**Work to complete**.
1 - Summarize the interview transcript in two sentences.
2 - Reproduce the part of the interview transcript that starts at the words "Some people have" and stops after the words "studies in economics.".

**Extracted text**.
☆ ☆ ☆ ☆ ☆ ☆ ☆

Oral History Interview with
Dr.Edwin G. Nourse

With the Brookings Institution in Washington, D.C. as chief of the agriculture division, director and vice president from 1923 until 1946; and Chairman, Council of Economic Advisers, Executive Office of the President, 1946-49.

Washington, D. C.
March 7, 1972
by Jerry N. Hess

 

[Notices and Restrictions | Interview Transcript | List of Subjects Discussed]

 


Notice
This is a transcript of a tape-recorded interview conducted for the Harry S. Truman Library. A draft of this transcript was edited by the interviewee but only minor emendations were made; therefore, the reader should remember that this is essentially a transcript of the spoken, rather than the written word.

Numbers appearing in square brackets (ex. [45]) within the transcript indicate the pagination in the original, hardcopy version of the oral history interview.

See also: Edwin G. Nourse Papers

RESTRICTIONS
This oral history transcript may be read, quoted from, cited, and reproduced for purposes of research. It may not be published in full except by permission of the Harry S. Truman Library.

Opened June, 1974
Harry S. Truman Library
Independence, Missouri

 

[Top of the Page | Notices and Restrictions | Interview Transcript | List of Subjects Discussed]

 



Oral History Interview with
Dr.Edwin G. Nourse

 

Washington, D. C.
March 7, 1972
by Jerry N. Hess

[1]

HESS: All right, Doctor, to begin this morning, would you relate just a little of your personal background; tell me where you were born and raised and a little about yourself?

NOURSE: I was born in Lockport, New York, and both my father's family and my mother's family were New York State families. But I couldn't have been more than four months old, I think, when my mother took me out to Chicago, and I, by rearing, am a midwesterner and Illinoisan. My father was a supervisor of public school music in Chicago and we lived in a suburb on the west side. I went to a small, but fairly good for its time, high school, and had one year at Louis Institute, now a part of Illinois Institute of Technology, there in Chicago.

HESS: What were your favorite subjects in high school? What did you like to do, what did you like to study?

[2]

NOURSE: I liked it all, but I think that my chief interests centered on history classes and English classes. And I had some very good teachers of English along, and my family's been a writing family. My sister became a novelist you know, Alice Tisdale Hobart, has written thirteen books, ten bestselling novels.

I began then, what has carried through Cornell and my later work as a historian. I remember that I was chatting with Arthur Schlesinger, Sr. one time at a meeting of the Social Science Research Council, and he said, "Well, if ever there was a historian, you're..."

"Oh," I said, "hold on Arthur, I'm not a historian, I'm an economist."

He said, "Oh, yes, you're a historian. We accept you."

Some people have objected to my insistence in discussing economic, or broader social problems, in going back and getting historical perspective on them. So, clearly, my life's interest has centered around a literary and historical background, with particular studies in economics.

☆ ☆ ☆ ☆ ☆ ☆ ☆

Dataset records on where objects are located
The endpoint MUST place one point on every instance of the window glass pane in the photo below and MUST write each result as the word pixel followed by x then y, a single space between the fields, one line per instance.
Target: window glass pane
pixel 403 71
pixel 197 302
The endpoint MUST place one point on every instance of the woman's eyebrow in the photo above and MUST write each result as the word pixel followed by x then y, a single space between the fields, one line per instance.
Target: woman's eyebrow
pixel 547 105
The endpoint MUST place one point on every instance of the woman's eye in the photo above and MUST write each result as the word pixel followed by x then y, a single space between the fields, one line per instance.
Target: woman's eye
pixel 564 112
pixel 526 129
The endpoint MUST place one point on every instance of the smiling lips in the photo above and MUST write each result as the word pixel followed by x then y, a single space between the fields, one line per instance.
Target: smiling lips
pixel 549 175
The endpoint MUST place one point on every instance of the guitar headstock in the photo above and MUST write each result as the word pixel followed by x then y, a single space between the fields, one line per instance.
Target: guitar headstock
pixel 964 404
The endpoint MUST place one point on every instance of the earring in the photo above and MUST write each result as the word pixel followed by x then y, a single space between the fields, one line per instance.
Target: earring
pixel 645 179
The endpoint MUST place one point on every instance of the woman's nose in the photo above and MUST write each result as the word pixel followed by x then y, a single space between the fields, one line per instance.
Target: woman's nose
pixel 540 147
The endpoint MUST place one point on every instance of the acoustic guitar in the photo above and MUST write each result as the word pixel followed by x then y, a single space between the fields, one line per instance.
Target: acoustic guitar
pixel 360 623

☆ ☆ ☆ ☆ ☆ ☆ ☆

**Answers below**.
1 - This is a transcript of a March 7, 1972 oral history interview that Jerry N. Hess conducted with Dr. Edwin G. Nourse for the Harry S. Truman Library. Nourse describes being born in Lockport, New York, and raised as a midwesterner near Chicago, and says his chief interests in history and English carried into a career that combined historical perspective with studies in economics.

2 -
Some people have objected to my insistence in discussing economic, or broader social problems, in going back and getting historical perspective on them. So, clearly, my life's interest has centered around a literary and historical background, with particular studies in economics.